START Source passage
What percent of that 40 properties were bought 2022 or prior, and how much did that makeup of the 5.6M of equity in 2024?

What was the DSCR ratio before re-financing?

@V.G Jason 55% of the properties were acquired in 2022 or earlier. Those pre-2023 properties represented 59% of the overall value of those 40 properties.

With your question about the DSCR before the re-financing, are you asking what the minimum DSC ratio was from the various lenders on those loans?

DSCR before the re-financing.

The 59% of value before the 40 properties, were how many properties of the 40 to be exact?

@V.G Jason His DSCR pre-portfolio refinance was above 1.50x and his LTV was ~ 53%

22 properties (55% * 40)

 I asked the same thing twice. 

So 59% of the value of his properties were in 22 properties. 18 were the other 40%. All these properties are pretty equally valuated. 

What were 2023- current rates in those 18? And is that 1.5 + DSCR including the 18 if so, how much down did he put?

@V.G Jason Yes, the properties were fairly equally valued. My client tended to buy the same "type" and "size" of SFR within about a 5 miles radius.

For his pre-2023 properties, his average interest rate was 6.07%. For post 2022 deals, the average interest rate was 7.25%. Keep in mind, the interest rate for the cash out refi was ALMOST irrelevant. What he valued most was the capital that he could unlock without having to sell any of his properties.

What might help here is how he acquired/financed most of his deals.

On average, he bought each of his rehab properties for less than $50k, put at least $75k into the rehabs (a few were as much as $100k). On average, he usually put 20%-30% in on the purchase price, but we used HMLs for rehab financing, with many doing up to 100% of the rehab costs. And when the properties were stabilized, the ARVs would be in the $170k-$180k range with rents around $1.10-$1.20/SF. So, then we'd refi into a DSCR loan with a local bank or credit union that usually had minimums DSCRs of 1.20x-1.25x.

Do you have similar properties that you're looking to refinance like this?

 I have more properties, just don't intend to re-finance or re-structure like this. 

Just I have to yet find someone that invested post 2023 and pre 2023 that have had mirror like results. 

He is one of the few, and good for him. Surprised his rate was so high pre-2023, did he not re-finance then?

Most everyone who bought pre-2023 was better suited to diversify from RE. Only way RE is working post 2023--granted small sample size-- is less levered and capex as a top line not bottom line exposure.  And if done right, still absolutely excellent. I just am hearing from almost everyone(agents, sellers, recent buyers) nothing but regrets and stalling.
END Source passage
START Record extracts
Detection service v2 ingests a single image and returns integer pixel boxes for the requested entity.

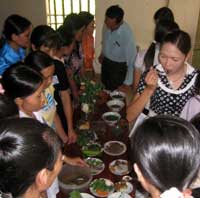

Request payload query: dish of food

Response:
[81,143,103,157]
[108,192,131,198]
[90,178,114,197]
[104,141,127,156]
[69,190,94,198]
[110,91,126,100]
[85,157,105,175]
[115,181,133,194]
[109,159,131,175]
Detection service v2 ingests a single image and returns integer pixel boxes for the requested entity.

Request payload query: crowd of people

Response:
[0,5,200,198]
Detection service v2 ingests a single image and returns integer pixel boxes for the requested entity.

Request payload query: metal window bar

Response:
[46,0,95,29]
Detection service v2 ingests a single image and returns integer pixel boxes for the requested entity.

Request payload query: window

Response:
[46,0,95,29]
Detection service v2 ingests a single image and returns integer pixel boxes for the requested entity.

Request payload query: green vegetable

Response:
[91,179,113,192]
[69,190,82,198]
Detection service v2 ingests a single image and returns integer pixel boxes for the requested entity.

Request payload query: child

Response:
[0,14,32,75]
[2,63,85,198]
[31,25,76,144]
[132,116,200,198]
[0,118,63,198]
[25,51,68,143]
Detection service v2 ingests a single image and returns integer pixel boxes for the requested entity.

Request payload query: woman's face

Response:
[75,26,85,42]
[159,43,187,73]
[41,65,55,89]
[15,25,32,48]
[22,82,45,113]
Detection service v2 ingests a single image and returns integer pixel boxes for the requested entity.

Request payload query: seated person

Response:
[132,116,200,198]
[0,118,63,198]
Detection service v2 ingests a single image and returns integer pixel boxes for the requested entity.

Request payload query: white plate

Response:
[104,141,127,156]
[115,181,133,194]
[85,157,105,175]
[109,159,131,175]
[90,178,115,197]
[108,192,131,198]
[81,193,95,198]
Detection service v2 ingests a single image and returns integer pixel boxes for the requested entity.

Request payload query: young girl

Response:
[2,63,85,198]
[0,14,32,75]
[31,25,76,144]
[0,118,63,198]
[132,116,200,198]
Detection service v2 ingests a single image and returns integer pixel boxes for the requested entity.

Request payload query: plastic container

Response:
[58,164,92,195]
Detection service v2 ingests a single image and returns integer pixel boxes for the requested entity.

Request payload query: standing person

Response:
[127,30,196,122]
[0,14,32,75]
[99,5,136,90]
[79,11,95,74]
[0,118,63,198]
[153,7,174,23]
[31,25,76,143]
[132,116,200,198]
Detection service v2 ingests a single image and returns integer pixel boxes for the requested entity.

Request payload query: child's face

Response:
[41,65,55,89]
[21,82,45,113]
[61,41,74,56]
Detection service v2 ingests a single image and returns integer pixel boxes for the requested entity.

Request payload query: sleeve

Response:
[54,60,69,91]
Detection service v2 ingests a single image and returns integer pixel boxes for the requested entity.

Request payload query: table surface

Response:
[57,95,135,198]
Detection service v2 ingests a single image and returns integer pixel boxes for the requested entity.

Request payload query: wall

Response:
[0,0,46,31]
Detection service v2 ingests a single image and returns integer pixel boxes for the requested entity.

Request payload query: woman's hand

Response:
[67,129,77,144]
[63,156,88,167]
[145,67,158,92]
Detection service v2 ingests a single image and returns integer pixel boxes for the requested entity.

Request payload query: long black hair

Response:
[132,116,200,193]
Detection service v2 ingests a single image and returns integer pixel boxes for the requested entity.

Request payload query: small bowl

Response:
[102,111,121,126]
[110,91,126,100]
[58,164,92,195]
[106,99,125,112]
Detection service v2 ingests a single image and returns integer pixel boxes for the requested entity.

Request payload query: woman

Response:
[132,116,200,198]
[0,118,62,198]
[127,30,196,122]
[0,14,32,75]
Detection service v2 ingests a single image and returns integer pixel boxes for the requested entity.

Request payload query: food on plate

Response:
[85,157,105,175]
[77,130,98,146]
[104,141,126,156]
[90,178,114,197]
[109,159,131,175]
[79,121,90,130]
[115,181,133,194]
[82,143,103,157]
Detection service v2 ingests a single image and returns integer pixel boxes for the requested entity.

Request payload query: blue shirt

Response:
[102,22,137,85]
[0,42,26,75]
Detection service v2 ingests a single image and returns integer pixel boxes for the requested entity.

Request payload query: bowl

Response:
[102,111,121,126]
[106,99,125,112]
[110,90,126,100]
[58,164,92,195]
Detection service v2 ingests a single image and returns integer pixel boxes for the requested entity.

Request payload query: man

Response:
[99,5,136,90]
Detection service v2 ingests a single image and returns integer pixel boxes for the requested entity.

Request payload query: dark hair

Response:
[24,50,54,72]
[132,116,200,192]
[0,118,61,197]
[161,30,191,55]
[2,62,43,99]
[63,13,85,36]
[79,11,94,27]
[57,25,74,47]
[0,94,19,119]
[3,14,31,40]
[153,7,174,23]
[144,21,179,69]
[31,25,60,49]
[106,5,124,23]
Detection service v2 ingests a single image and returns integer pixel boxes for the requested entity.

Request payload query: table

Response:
[57,95,135,198]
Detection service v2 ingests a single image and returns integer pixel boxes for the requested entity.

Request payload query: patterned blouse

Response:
[137,63,197,116]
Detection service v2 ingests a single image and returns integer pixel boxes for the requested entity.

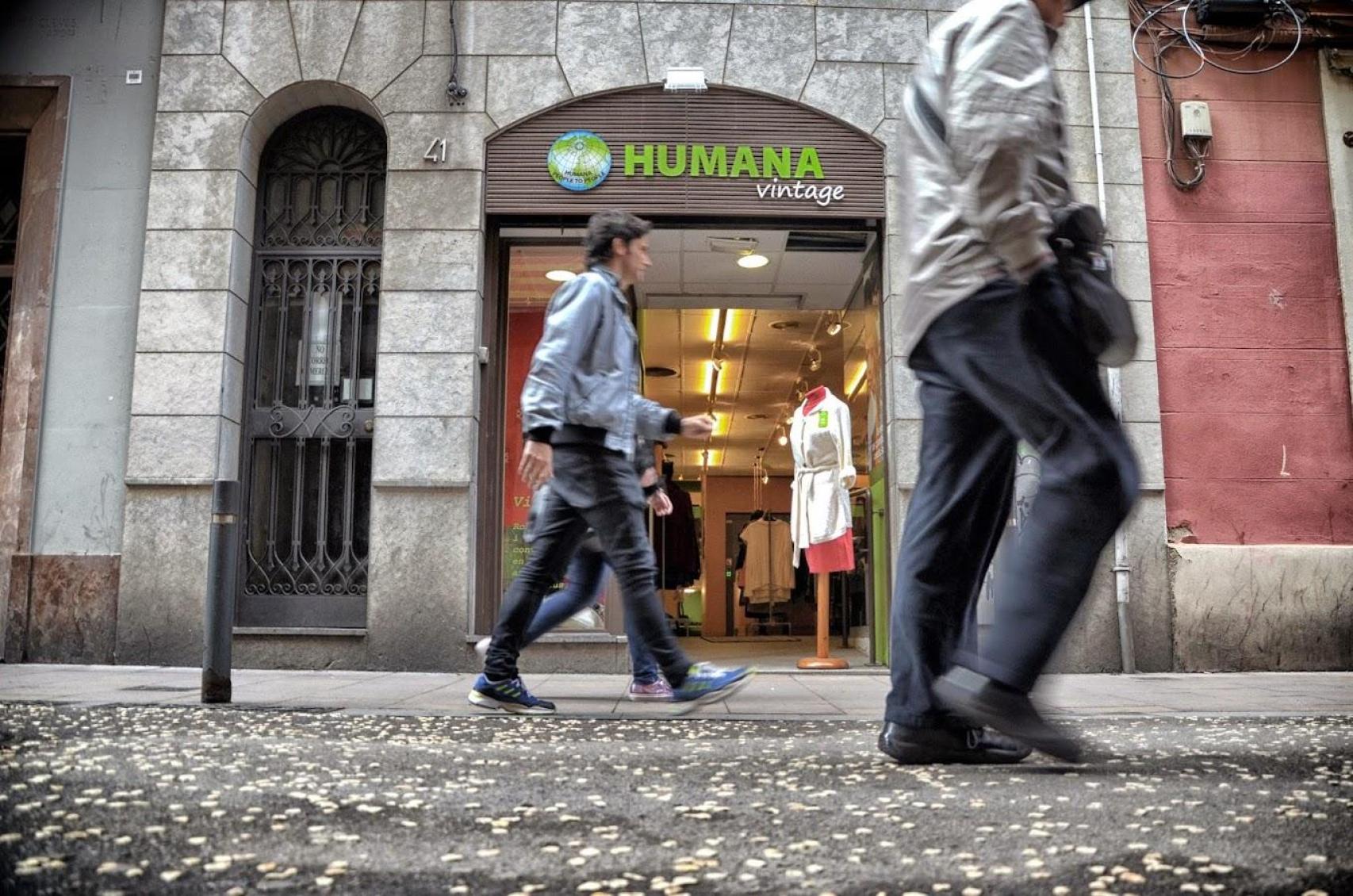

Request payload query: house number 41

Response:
[424,136,447,165]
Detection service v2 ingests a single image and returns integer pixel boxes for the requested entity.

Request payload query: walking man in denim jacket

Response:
[878,0,1138,764]
[470,211,749,714]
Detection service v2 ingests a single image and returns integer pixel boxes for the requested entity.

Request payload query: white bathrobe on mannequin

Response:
[789,390,855,566]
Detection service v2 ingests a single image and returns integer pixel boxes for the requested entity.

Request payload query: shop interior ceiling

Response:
[504,228,872,478]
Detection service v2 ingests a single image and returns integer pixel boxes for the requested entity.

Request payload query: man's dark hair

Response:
[583,209,654,266]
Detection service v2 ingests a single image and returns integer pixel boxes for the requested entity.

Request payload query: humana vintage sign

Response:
[546,132,845,209]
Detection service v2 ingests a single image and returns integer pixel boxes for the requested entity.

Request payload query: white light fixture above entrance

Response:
[663,67,709,94]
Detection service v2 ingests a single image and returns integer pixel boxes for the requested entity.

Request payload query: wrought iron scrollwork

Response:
[260,109,385,249]
[268,404,357,438]
[241,109,385,624]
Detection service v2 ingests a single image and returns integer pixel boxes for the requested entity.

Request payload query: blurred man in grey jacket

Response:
[878,0,1138,762]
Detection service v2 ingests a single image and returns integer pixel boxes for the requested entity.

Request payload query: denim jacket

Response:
[521,259,680,458]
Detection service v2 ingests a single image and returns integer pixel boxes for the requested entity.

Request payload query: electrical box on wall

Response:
[1180,101,1213,140]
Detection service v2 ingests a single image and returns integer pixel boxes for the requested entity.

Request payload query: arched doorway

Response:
[475,86,887,671]
[237,107,385,628]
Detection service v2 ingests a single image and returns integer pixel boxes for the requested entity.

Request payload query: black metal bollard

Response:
[201,479,240,703]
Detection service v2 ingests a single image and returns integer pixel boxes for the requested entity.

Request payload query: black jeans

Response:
[485,446,690,687]
[885,270,1138,726]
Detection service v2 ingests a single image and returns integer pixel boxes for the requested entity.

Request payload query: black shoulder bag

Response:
[1052,201,1136,367]
[906,86,1136,367]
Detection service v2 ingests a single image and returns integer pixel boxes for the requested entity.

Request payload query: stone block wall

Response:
[119,0,1169,668]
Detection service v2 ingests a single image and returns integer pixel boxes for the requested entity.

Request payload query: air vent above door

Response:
[784,230,868,251]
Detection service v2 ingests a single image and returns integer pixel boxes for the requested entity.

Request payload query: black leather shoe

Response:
[933,666,1084,762]
[878,722,1031,764]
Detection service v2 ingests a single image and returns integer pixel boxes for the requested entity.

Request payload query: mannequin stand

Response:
[799,572,849,668]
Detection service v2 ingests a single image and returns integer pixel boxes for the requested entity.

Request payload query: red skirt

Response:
[803,529,855,572]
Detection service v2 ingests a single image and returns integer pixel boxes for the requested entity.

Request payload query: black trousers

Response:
[485,446,690,687]
[885,270,1138,726]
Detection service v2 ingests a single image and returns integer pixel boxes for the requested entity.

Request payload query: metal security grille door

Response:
[237,109,385,628]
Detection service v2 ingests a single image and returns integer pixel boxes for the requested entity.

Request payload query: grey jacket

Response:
[521,259,680,458]
[897,0,1070,356]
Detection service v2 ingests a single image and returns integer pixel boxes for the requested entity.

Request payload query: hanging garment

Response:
[789,385,855,565]
[652,488,701,589]
[738,519,794,603]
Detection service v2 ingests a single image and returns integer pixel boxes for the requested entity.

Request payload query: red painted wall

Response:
[1136,53,1353,544]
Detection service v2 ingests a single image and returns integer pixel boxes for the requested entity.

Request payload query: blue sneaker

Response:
[470,676,554,716]
[671,663,755,716]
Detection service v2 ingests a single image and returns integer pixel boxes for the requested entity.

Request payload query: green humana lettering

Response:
[761,146,794,178]
[730,146,761,178]
[625,144,654,178]
[794,146,826,180]
[657,144,686,178]
[690,144,728,178]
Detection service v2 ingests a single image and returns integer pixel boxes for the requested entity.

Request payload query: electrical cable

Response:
[447,0,470,105]
[1180,0,1301,75]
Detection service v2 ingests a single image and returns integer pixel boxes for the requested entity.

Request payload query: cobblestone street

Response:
[0,703,1353,896]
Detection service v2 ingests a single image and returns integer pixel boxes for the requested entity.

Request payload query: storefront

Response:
[473,86,889,674]
[6,0,1217,672]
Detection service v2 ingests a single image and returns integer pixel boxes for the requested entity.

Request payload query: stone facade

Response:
[117,0,1171,672]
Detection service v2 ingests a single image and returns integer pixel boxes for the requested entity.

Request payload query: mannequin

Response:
[789,385,855,668]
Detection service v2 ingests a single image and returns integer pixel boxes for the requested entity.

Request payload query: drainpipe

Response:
[1084,2,1136,674]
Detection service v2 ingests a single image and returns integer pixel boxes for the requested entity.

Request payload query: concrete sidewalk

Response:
[0,664,1353,720]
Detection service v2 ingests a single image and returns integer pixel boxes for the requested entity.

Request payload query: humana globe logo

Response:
[546,132,610,192]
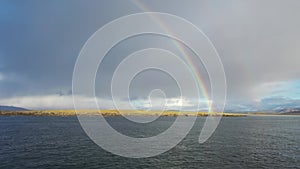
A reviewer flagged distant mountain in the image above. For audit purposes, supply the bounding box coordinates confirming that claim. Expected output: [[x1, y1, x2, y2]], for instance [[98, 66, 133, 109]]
[[0, 106, 27, 111], [281, 111, 300, 115]]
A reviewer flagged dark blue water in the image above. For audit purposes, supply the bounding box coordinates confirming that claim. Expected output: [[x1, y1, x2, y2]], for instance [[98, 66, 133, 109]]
[[0, 116, 300, 169]]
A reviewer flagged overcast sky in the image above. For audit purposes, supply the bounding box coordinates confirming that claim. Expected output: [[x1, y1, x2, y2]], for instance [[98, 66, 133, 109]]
[[0, 0, 300, 109]]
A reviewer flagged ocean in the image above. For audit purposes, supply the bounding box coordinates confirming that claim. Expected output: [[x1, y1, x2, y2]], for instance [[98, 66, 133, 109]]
[[0, 116, 300, 169]]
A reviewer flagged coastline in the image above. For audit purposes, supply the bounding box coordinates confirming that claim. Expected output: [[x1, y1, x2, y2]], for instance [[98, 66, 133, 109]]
[[0, 110, 248, 117]]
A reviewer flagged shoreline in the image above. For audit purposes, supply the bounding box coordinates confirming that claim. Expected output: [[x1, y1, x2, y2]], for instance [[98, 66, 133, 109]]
[[0, 110, 249, 117]]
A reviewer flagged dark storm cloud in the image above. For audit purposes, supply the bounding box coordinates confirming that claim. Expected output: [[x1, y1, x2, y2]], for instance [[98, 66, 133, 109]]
[[0, 1, 138, 97]]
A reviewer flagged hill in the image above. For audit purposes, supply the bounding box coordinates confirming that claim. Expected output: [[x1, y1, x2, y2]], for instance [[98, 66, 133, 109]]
[[0, 106, 27, 111]]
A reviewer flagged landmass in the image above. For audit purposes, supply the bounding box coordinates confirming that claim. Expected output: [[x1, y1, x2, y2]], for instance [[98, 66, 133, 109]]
[[0, 110, 247, 117]]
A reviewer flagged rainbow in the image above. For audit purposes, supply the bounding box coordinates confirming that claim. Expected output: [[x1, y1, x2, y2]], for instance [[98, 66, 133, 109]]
[[131, 0, 212, 112]]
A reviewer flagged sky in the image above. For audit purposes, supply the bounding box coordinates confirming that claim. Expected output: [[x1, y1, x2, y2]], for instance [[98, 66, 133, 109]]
[[0, 0, 300, 110]]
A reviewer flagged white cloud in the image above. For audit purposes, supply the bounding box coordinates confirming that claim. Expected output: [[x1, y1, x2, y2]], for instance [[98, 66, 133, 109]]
[[0, 95, 211, 110]]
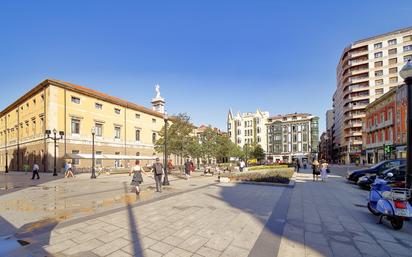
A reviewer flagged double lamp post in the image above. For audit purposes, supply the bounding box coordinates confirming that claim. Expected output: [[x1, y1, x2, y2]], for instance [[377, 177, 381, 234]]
[[399, 60, 412, 188]]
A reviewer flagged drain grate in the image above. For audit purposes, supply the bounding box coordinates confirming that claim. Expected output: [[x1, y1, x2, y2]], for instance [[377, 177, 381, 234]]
[[354, 203, 367, 208]]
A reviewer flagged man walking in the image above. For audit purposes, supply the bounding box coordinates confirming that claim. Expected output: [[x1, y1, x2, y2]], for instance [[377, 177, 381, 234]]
[[185, 159, 192, 179], [152, 158, 163, 192], [31, 162, 40, 179], [239, 160, 246, 172]]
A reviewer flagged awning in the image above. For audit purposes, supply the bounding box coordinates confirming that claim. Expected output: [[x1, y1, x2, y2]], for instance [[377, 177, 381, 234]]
[[64, 153, 158, 160]]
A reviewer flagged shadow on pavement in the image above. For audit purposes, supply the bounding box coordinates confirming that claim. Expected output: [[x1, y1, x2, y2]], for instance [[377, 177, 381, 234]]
[[123, 182, 143, 257]]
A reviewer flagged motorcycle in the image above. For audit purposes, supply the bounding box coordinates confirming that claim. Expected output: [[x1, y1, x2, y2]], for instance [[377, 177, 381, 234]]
[[368, 173, 412, 230]]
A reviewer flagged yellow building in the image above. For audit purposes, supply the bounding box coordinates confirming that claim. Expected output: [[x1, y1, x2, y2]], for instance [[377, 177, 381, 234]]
[[0, 79, 164, 171]]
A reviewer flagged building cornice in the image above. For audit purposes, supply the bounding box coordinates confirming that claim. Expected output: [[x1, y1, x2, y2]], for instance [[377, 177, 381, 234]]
[[0, 79, 163, 118]]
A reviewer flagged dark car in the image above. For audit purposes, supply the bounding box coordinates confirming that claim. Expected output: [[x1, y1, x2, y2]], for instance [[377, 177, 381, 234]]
[[346, 159, 406, 182], [357, 165, 406, 189]]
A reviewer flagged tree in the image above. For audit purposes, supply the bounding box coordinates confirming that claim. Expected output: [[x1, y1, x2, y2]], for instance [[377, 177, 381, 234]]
[[155, 113, 194, 163], [200, 127, 219, 162], [252, 144, 266, 163]]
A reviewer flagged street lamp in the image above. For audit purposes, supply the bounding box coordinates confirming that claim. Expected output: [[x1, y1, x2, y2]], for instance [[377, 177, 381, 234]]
[[90, 127, 96, 178], [163, 112, 170, 186], [45, 129, 64, 176], [399, 60, 412, 188]]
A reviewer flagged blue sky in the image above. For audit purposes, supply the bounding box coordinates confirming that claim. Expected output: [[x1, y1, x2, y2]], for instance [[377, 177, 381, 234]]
[[0, 0, 412, 132]]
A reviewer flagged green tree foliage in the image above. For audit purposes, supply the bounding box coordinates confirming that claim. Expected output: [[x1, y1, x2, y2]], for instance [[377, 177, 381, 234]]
[[155, 113, 194, 157], [252, 144, 266, 162]]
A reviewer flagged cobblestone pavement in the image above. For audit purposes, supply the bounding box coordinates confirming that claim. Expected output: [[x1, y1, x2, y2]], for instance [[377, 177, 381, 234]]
[[279, 166, 412, 257], [0, 166, 412, 257], [2, 171, 284, 257]]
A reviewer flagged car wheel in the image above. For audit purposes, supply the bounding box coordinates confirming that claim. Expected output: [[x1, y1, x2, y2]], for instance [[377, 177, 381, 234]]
[[391, 218, 403, 230], [368, 202, 380, 216]]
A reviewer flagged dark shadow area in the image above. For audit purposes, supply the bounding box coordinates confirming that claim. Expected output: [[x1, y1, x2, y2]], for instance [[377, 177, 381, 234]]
[[0, 213, 58, 257], [123, 182, 143, 257]]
END Record extracts
Prompt:
According to the forum discussion above, why was the interest rate on the cash-out refinance almost irrelevant to the client? Explain in one to three sentences.

Written solution:
The client cared most about the capital he could unlock without having to sell any of his properties. That made the rate on the cash-out refinance a minor concern.